── Provided entries ──

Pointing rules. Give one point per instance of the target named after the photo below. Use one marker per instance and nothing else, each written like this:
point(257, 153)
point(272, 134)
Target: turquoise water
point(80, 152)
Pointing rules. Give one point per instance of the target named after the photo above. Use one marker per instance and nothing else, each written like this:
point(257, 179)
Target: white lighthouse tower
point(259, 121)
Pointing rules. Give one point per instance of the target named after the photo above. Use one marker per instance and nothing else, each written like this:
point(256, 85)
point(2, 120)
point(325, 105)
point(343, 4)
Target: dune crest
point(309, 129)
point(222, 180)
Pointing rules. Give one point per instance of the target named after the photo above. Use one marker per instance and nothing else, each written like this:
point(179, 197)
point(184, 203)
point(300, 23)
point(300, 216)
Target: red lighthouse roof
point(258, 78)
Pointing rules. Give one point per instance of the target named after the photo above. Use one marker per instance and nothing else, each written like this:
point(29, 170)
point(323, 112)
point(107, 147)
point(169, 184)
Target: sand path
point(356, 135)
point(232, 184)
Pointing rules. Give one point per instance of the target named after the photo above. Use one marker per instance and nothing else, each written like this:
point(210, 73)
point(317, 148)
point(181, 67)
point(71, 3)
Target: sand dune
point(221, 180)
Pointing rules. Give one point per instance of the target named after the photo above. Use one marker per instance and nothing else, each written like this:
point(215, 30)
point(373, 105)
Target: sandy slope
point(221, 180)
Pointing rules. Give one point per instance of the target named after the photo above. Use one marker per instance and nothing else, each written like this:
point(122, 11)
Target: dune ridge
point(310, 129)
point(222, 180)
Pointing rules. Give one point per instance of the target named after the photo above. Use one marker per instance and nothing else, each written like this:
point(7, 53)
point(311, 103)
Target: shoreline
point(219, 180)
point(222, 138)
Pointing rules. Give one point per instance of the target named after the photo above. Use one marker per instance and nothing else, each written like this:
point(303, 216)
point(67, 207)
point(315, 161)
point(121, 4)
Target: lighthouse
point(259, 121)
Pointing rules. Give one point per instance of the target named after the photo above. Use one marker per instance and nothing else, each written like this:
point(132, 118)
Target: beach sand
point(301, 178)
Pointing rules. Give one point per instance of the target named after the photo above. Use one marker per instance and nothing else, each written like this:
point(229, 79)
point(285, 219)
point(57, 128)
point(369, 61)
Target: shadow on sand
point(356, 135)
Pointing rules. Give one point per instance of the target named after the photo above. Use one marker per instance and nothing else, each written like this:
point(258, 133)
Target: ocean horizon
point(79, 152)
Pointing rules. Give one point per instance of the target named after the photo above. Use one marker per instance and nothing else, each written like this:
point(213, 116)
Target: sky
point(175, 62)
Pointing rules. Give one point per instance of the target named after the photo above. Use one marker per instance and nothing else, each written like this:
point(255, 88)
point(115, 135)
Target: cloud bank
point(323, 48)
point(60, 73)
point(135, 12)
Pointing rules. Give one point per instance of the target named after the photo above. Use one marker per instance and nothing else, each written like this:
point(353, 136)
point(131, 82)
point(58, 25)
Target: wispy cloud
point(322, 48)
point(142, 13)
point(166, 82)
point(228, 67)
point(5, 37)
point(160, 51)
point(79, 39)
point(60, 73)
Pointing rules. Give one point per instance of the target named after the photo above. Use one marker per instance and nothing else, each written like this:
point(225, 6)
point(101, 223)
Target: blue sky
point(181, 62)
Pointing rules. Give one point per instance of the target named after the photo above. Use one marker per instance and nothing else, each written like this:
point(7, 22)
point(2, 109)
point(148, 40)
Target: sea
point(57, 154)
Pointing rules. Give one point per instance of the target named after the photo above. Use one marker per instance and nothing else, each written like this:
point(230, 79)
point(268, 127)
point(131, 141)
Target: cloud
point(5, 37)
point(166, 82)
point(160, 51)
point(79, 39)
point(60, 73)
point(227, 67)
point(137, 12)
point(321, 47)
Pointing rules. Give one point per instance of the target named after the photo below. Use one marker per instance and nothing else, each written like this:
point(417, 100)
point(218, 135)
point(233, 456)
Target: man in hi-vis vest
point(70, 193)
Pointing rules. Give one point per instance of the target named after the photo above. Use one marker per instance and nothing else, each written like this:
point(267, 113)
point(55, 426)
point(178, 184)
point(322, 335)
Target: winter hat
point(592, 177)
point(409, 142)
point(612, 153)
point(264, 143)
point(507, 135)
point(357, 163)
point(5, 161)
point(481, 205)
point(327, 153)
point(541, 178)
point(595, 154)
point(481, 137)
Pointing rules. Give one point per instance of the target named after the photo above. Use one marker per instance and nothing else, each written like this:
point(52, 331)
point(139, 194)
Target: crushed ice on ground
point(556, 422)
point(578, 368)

───

## What you will do:
Show every line of the rows above that contains the word "lighthouse".

## Response to this task:
Target: white lighthouse tower
Target: red lighthouse roof
Target: lighthouse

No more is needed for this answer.